** Task to complete **
From the records below, extract every line that contains the string "stem" and copy each one in full. Case counts.

** Material to process **
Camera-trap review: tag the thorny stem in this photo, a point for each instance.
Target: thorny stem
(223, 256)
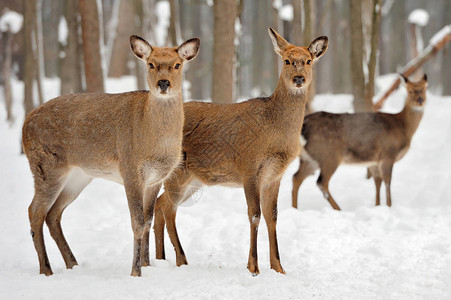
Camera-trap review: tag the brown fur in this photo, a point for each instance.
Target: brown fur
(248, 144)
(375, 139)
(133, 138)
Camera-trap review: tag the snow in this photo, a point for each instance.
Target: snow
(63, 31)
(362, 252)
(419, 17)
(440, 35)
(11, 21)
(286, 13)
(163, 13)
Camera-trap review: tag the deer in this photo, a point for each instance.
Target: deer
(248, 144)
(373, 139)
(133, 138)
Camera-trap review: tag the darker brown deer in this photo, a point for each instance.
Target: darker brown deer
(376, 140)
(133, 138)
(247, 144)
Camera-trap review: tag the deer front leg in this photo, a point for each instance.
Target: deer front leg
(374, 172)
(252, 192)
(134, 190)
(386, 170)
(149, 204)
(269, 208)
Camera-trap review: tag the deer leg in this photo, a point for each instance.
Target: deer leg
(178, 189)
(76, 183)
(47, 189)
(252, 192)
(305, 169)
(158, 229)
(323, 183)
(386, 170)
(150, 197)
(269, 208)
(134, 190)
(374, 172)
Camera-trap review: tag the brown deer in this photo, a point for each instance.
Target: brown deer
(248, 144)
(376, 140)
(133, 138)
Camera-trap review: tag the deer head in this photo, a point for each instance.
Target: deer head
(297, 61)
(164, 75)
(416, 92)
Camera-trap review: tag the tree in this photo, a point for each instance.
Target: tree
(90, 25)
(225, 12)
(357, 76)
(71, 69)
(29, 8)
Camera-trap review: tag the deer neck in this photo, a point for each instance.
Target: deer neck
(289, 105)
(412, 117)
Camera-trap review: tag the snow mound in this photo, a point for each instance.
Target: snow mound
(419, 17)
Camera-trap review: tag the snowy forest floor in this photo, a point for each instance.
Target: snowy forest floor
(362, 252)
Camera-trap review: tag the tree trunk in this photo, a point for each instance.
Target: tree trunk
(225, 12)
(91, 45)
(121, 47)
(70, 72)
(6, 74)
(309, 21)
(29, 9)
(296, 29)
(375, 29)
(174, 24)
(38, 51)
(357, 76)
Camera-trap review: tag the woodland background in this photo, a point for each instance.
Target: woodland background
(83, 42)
---
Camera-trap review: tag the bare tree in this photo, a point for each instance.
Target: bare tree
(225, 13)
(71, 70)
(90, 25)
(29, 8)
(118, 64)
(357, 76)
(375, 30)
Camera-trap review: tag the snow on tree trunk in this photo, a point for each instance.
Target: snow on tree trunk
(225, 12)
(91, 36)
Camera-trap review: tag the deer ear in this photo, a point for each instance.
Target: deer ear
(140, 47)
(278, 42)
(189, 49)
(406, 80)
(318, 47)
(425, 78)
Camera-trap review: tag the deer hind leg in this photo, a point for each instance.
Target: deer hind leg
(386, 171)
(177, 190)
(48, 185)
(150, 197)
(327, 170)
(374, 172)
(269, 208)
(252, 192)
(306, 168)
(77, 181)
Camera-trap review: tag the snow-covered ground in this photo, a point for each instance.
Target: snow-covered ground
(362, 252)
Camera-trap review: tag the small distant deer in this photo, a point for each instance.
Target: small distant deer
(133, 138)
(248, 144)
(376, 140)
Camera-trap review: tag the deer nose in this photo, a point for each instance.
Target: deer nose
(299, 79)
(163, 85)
--
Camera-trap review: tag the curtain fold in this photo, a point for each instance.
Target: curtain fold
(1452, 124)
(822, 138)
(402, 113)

** Answer to the task **
Camera-trap review: tag the thorny stem in this photo, a point for each instance.
Target: thorny stem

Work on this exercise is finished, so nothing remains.